What to do >>
Your answer must be the line holding "Where can you find the man's face" followed by every later line through the end of the entries, exactly as written.

Excerpted data >>
::::::

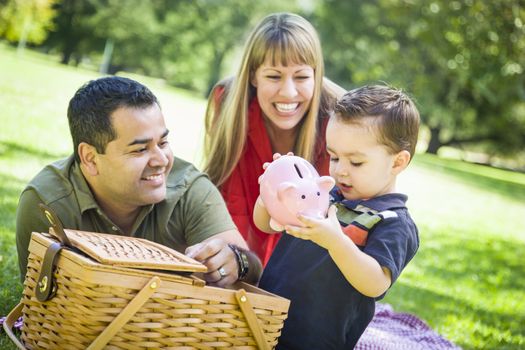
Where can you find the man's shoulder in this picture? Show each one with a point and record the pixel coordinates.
(52, 182)
(182, 174)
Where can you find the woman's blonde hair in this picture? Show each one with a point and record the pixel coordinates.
(283, 38)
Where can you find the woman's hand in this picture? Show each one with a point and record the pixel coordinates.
(267, 164)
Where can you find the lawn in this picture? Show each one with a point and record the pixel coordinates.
(467, 280)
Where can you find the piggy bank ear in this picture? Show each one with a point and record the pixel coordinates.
(285, 189)
(326, 183)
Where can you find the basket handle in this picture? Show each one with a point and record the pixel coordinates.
(126, 314)
(10, 322)
(251, 319)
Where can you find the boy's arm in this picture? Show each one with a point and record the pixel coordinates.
(261, 218)
(360, 269)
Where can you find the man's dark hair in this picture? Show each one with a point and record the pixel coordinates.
(89, 111)
(394, 114)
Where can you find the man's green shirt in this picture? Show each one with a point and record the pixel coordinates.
(192, 211)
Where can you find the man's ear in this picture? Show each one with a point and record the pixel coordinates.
(401, 160)
(88, 158)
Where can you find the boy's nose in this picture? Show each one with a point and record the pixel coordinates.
(159, 157)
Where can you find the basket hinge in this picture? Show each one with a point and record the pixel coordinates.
(126, 314)
(251, 319)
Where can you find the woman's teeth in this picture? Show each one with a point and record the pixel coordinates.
(286, 107)
(153, 177)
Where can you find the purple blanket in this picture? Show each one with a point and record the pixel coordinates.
(393, 330)
(389, 330)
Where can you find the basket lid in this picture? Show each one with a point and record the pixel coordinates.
(133, 252)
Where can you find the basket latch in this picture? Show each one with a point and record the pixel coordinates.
(46, 284)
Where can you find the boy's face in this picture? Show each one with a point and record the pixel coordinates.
(133, 170)
(362, 167)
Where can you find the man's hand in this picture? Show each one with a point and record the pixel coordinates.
(218, 258)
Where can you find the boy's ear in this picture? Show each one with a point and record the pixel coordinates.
(401, 160)
(88, 158)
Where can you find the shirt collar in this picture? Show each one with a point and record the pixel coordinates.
(387, 201)
(257, 131)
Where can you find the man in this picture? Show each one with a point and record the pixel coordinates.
(123, 179)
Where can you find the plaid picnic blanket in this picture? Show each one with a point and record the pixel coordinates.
(395, 330)
(388, 330)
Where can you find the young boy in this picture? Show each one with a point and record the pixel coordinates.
(334, 269)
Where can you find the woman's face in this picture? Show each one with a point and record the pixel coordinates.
(284, 93)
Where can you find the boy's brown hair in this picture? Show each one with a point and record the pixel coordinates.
(394, 115)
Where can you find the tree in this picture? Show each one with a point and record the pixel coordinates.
(72, 34)
(463, 61)
(26, 21)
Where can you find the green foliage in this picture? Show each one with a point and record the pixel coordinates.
(27, 21)
(466, 281)
(462, 60)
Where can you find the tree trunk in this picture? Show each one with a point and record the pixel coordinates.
(215, 70)
(434, 143)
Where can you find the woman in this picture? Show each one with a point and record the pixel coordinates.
(279, 101)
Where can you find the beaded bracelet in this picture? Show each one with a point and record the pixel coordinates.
(242, 261)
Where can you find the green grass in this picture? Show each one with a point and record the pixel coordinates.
(467, 280)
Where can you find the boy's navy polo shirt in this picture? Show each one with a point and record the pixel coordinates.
(326, 311)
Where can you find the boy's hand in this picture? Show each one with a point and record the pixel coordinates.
(324, 232)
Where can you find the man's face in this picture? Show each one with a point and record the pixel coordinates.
(133, 170)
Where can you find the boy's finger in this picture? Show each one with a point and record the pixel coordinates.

::::::

Solution >>
Where can you find the man's face in this picture? Show each one with a point and record the pixel coordinates.
(133, 170)
Where can you find the boy's finger in this picture? Show each one with a point and record the pixel coordinates.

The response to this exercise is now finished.